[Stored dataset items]
───

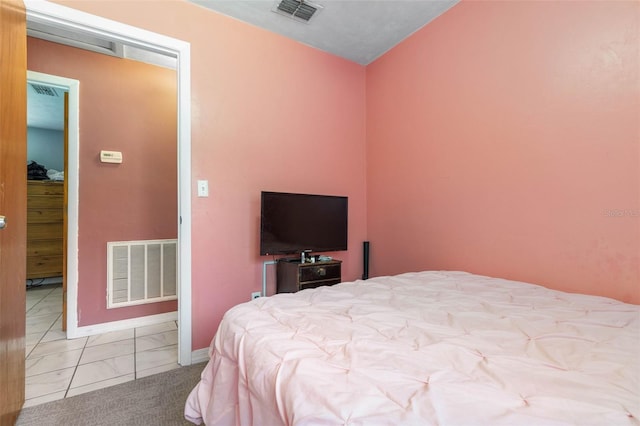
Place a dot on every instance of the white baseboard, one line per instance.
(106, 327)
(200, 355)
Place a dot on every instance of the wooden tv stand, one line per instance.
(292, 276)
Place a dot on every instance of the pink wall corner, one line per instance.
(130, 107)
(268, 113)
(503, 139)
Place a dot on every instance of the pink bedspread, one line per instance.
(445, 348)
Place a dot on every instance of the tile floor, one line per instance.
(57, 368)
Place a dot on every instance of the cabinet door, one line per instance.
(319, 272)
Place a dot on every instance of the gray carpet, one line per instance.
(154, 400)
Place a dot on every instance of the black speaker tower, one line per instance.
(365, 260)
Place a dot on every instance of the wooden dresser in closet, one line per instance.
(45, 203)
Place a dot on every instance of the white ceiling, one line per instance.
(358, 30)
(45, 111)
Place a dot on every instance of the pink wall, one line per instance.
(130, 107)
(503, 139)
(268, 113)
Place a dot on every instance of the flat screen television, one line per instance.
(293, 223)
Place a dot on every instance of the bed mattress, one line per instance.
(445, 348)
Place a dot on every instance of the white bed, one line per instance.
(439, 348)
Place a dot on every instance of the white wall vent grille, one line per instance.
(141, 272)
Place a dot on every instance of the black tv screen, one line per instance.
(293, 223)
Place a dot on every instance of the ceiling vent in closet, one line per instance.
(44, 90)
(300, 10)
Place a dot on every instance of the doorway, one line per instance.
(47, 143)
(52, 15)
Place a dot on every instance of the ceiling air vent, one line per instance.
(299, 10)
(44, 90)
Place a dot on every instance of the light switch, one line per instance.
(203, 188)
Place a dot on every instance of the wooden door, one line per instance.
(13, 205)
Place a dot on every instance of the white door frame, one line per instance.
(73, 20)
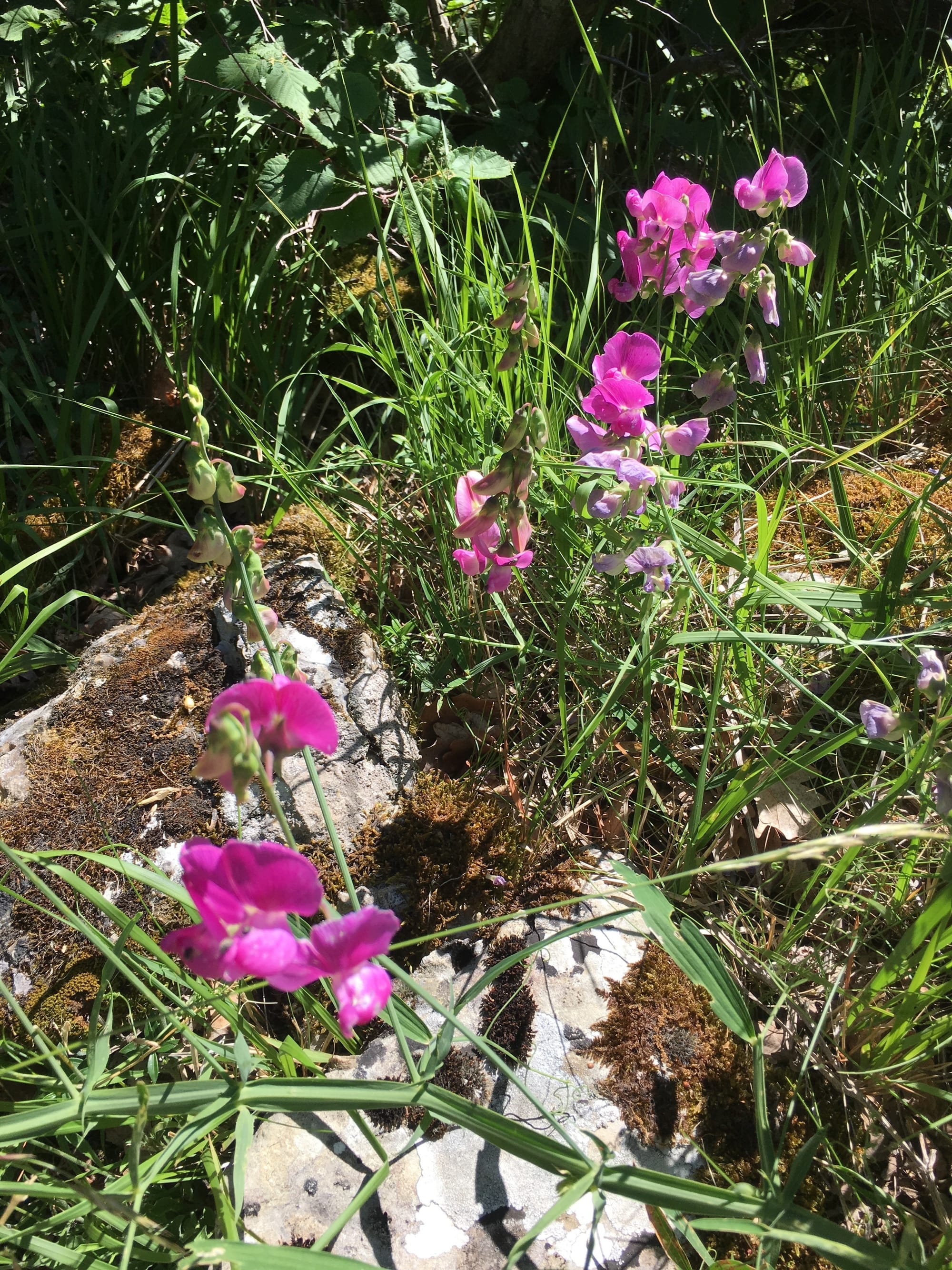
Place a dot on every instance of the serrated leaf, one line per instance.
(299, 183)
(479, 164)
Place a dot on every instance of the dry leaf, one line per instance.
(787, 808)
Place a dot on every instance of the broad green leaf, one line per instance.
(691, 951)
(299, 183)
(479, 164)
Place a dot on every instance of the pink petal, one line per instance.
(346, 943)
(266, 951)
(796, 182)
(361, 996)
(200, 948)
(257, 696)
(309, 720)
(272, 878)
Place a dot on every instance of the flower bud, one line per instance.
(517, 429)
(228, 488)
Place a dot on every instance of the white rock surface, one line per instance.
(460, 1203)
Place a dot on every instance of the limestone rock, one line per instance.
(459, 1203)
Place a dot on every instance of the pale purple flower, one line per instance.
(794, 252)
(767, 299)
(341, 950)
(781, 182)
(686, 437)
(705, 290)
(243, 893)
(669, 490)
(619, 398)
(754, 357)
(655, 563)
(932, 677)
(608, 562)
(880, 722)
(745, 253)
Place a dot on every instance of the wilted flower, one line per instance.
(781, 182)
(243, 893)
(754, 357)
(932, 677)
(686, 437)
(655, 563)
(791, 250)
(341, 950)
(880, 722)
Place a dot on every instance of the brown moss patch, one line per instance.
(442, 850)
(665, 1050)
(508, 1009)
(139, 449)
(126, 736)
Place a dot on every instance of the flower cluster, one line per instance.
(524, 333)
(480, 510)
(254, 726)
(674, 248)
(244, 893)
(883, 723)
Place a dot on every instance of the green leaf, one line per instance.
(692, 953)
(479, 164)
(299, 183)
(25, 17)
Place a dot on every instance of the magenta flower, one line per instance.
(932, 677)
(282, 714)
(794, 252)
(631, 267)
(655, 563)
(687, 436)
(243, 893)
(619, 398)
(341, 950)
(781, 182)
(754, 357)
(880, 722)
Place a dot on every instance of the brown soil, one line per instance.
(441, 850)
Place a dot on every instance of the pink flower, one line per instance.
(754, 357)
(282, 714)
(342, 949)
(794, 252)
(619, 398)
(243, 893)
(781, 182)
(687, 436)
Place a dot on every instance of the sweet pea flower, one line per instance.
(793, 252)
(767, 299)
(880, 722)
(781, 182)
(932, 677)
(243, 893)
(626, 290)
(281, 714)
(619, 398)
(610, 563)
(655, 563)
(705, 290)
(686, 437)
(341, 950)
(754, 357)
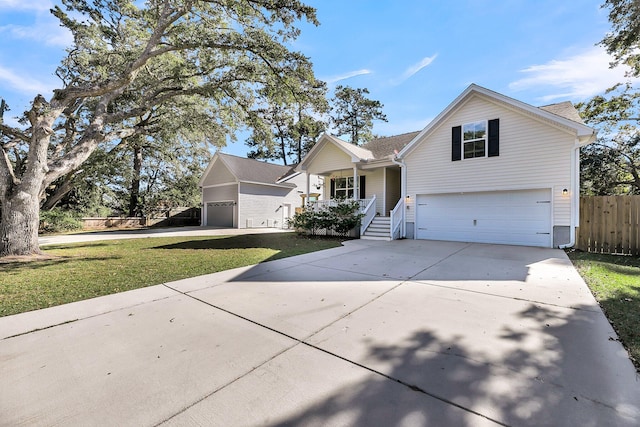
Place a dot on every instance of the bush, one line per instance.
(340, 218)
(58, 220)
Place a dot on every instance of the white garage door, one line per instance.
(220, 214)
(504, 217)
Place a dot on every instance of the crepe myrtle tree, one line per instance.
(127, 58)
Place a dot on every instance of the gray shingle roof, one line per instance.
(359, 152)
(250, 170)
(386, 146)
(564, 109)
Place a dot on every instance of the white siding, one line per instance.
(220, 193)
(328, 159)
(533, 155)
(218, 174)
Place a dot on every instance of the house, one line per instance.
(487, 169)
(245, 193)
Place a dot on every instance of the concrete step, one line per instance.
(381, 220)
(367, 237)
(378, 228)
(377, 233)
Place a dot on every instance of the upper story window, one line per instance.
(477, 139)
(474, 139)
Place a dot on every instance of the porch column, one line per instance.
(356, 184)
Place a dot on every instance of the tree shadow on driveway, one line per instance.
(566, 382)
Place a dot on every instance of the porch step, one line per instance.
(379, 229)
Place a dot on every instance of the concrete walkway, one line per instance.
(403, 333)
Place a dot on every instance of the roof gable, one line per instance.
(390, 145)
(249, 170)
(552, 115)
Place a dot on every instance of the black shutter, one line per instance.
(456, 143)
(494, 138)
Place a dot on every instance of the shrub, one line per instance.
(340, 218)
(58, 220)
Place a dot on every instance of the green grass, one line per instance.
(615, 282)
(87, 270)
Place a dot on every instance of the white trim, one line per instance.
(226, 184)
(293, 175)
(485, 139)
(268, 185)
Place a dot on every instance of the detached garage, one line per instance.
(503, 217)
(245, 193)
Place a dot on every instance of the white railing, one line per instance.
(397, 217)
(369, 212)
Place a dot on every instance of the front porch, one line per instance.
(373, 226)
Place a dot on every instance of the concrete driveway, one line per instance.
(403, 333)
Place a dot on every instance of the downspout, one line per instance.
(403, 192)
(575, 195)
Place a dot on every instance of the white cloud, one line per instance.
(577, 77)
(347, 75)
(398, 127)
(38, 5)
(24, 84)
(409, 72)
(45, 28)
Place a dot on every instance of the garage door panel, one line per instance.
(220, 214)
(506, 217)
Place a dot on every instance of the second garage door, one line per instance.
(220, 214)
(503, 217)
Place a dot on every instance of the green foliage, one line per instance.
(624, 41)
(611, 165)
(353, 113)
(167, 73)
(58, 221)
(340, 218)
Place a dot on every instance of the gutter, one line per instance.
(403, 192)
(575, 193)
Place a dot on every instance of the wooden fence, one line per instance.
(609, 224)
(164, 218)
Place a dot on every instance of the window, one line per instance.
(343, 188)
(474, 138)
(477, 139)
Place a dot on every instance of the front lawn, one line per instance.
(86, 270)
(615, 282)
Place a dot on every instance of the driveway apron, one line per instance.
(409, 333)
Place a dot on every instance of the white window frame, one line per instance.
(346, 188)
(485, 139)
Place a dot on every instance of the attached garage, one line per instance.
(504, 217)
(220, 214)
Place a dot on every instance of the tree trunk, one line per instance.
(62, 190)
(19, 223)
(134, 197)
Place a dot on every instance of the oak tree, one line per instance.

───

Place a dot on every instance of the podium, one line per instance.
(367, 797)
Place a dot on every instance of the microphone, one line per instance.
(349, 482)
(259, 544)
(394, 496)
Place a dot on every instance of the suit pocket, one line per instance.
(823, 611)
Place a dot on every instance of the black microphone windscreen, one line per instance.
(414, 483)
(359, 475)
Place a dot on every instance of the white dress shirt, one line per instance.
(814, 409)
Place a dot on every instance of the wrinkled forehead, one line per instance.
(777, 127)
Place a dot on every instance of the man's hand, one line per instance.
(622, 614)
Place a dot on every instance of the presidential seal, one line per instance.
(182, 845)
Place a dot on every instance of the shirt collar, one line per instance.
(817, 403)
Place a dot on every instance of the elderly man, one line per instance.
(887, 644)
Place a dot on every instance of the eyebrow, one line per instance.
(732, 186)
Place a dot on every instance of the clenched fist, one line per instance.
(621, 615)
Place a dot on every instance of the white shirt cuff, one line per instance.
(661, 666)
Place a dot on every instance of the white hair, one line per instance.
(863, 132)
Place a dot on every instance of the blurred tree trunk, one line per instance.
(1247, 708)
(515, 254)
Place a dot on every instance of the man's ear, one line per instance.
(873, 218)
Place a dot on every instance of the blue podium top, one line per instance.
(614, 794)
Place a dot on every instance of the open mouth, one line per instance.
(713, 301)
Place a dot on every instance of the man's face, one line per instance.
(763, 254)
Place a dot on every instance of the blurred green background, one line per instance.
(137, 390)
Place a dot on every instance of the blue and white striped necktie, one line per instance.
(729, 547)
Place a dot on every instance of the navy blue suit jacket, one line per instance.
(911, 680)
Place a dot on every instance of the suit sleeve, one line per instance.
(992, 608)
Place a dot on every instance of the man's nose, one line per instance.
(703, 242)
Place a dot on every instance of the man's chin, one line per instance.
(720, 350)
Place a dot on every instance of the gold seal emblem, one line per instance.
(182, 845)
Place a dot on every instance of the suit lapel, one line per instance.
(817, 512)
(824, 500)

───

- _Activity_: Starting at the line that has "Place a dot on every instance of the attached" and ending at the line that has "Place a dot on every instance of the oak", please write out the lines above exactly, leaving out all others.

- _Task solution_:
Place a dot on every instance of the attached garage, one line per instance.
(504, 217)
(220, 214)
Place a dot on every instance of the tree trunk, one line per instance.
(62, 190)
(19, 223)
(134, 197)
Place a dot on every instance of the oak tree, one line per instance.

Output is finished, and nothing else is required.